[Source data]
◆ ◆ ◆ ◆
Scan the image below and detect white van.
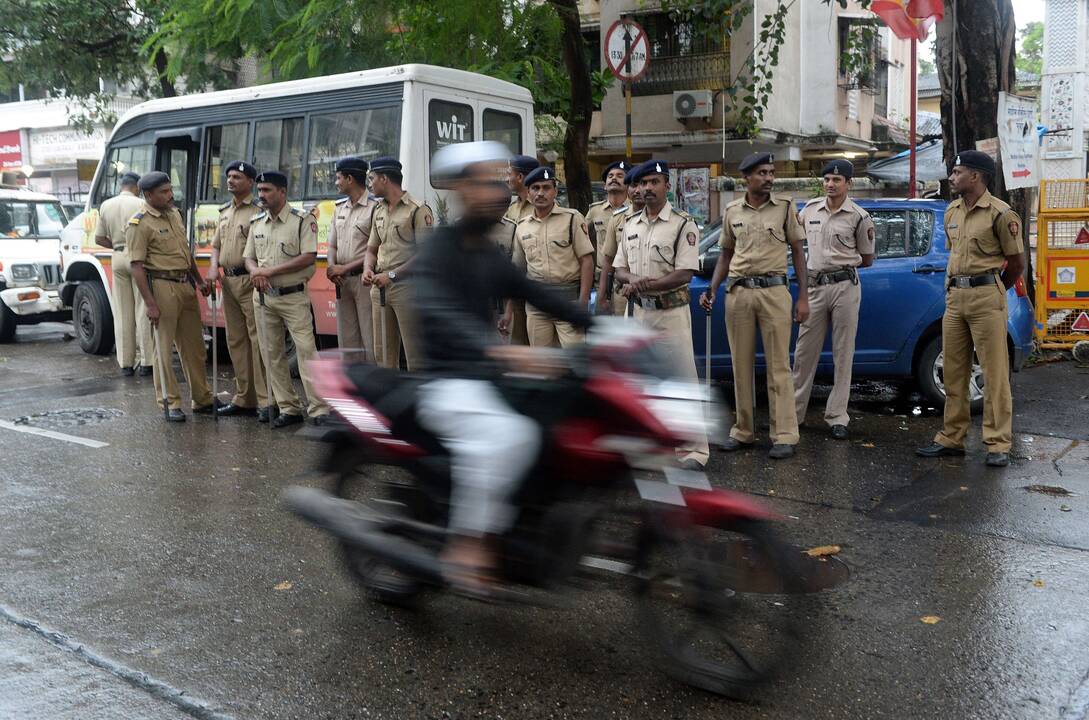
[0,188,71,342]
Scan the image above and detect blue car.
[690,199,1033,412]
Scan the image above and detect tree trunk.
[550,0,594,213]
[935,0,1033,297]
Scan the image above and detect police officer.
[125,172,219,423]
[244,171,329,428]
[916,150,1025,467]
[794,160,873,440]
[208,160,269,423]
[700,152,809,460]
[326,158,377,362]
[95,172,154,377]
[595,171,644,315]
[501,167,594,347]
[613,160,710,469]
[363,157,435,370]
[500,155,540,345]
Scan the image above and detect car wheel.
[915,335,983,415]
[72,282,113,355]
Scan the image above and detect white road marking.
[0,420,110,449]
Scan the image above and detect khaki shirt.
[613,202,699,292]
[719,194,805,278]
[211,197,260,268]
[125,203,193,272]
[503,196,534,222]
[799,197,873,272]
[95,191,144,253]
[245,205,318,288]
[367,193,435,272]
[328,193,378,265]
[513,205,594,284]
[945,192,1025,278]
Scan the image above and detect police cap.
[737,152,775,175]
[522,166,555,187]
[953,150,994,175]
[820,159,855,180]
[511,155,541,174]
[629,160,670,183]
[136,170,170,193]
[257,170,287,187]
[601,160,632,184]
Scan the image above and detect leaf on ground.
[806,545,841,558]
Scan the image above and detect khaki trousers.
[934,282,1014,452]
[151,280,211,410]
[794,280,862,426]
[337,276,378,363]
[370,282,421,371]
[625,298,711,465]
[726,285,798,446]
[254,291,329,417]
[110,252,155,367]
[222,274,269,407]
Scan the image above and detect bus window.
[94,145,155,207]
[427,100,473,155]
[306,106,401,197]
[200,122,249,203]
[254,118,303,197]
[484,110,522,155]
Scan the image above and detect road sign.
[605,20,650,83]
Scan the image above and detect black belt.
[265,282,306,297]
[946,271,994,289]
[726,274,786,292]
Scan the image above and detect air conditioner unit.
[673,90,714,120]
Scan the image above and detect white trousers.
[417,378,541,536]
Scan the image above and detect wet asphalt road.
[0,325,1089,720]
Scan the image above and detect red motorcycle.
[285,324,798,697]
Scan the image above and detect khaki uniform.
[329,193,378,362]
[125,203,212,410]
[794,197,873,426]
[934,193,1025,452]
[244,205,329,417]
[368,193,435,370]
[720,195,804,446]
[513,205,594,347]
[95,191,155,367]
[503,196,534,345]
[613,203,710,464]
[211,198,269,407]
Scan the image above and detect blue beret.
[522,166,555,187]
[223,160,257,180]
[601,160,632,182]
[257,170,287,187]
[628,160,670,183]
[953,150,995,175]
[136,170,170,192]
[370,155,402,172]
[511,155,541,174]
[737,152,775,174]
[820,160,855,180]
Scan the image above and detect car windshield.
[0,199,65,237]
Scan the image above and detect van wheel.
[72,282,113,355]
[0,303,15,342]
[915,335,983,415]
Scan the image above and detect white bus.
[62,64,536,354]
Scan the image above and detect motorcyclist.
[414,142,590,597]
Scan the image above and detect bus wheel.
[72,282,113,355]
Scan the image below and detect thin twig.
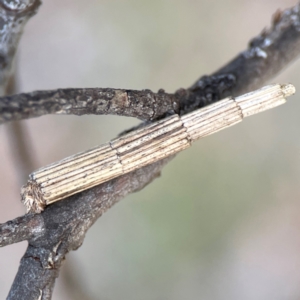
[2,5,300,300]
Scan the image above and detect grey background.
[0,0,300,300]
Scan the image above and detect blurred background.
[0,0,300,300]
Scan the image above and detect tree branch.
[0,4,300,300]
[0,0,41,95]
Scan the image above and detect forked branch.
[0,4,300,300]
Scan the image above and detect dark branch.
[0,88,178,124]
[0,214,45,247]
[2,5,300,299]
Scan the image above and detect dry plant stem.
[21,84,295,213]
[0,4,300,123]
[0,5,300,300]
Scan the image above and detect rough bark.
[0,4,300,299]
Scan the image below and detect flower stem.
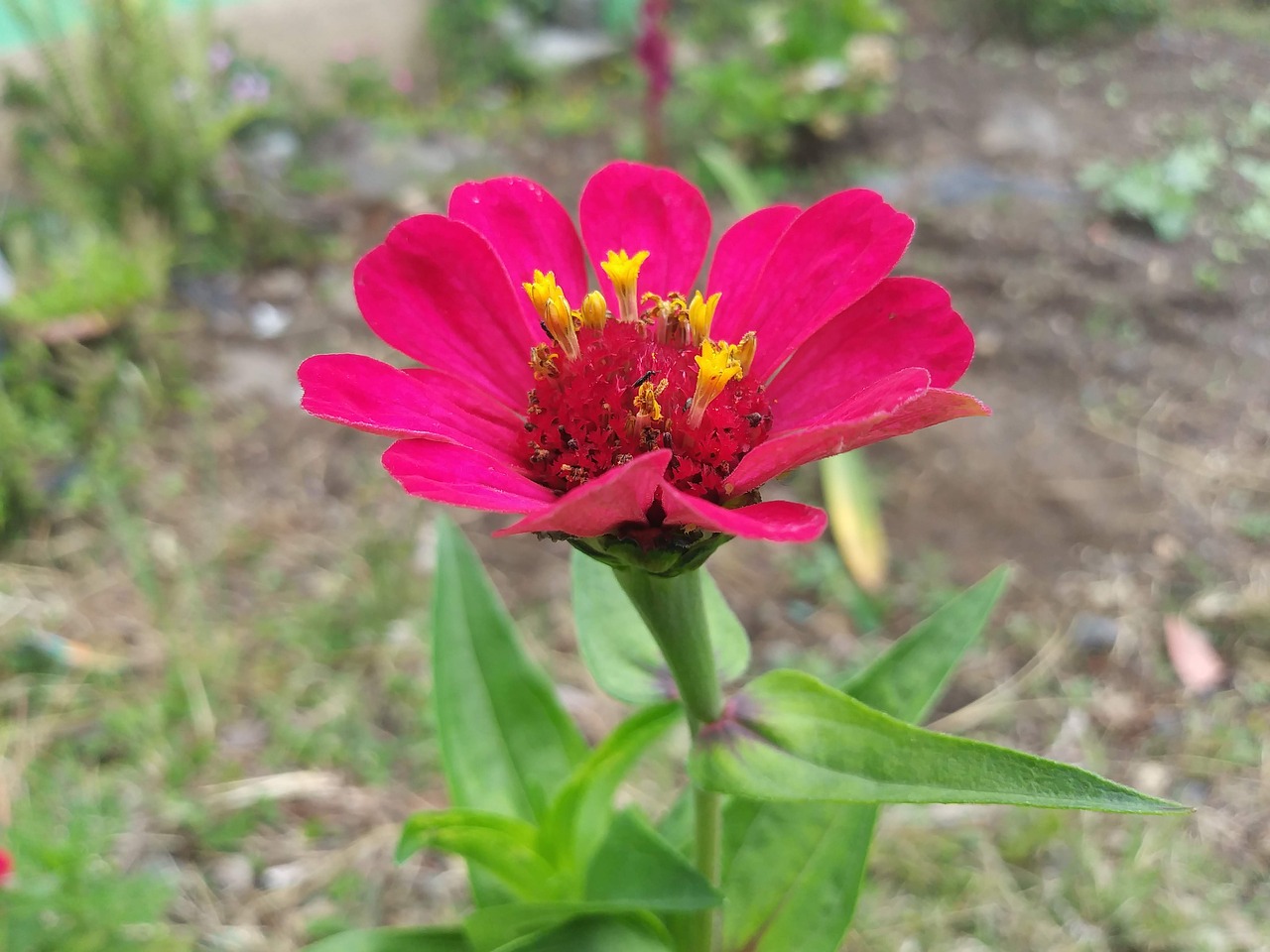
◆ ◆ ◆ ◆
Count the lines of the records that contain the string "branch", treating uppercase and lowercase letters as different, and give only the number.

RESPONSE
3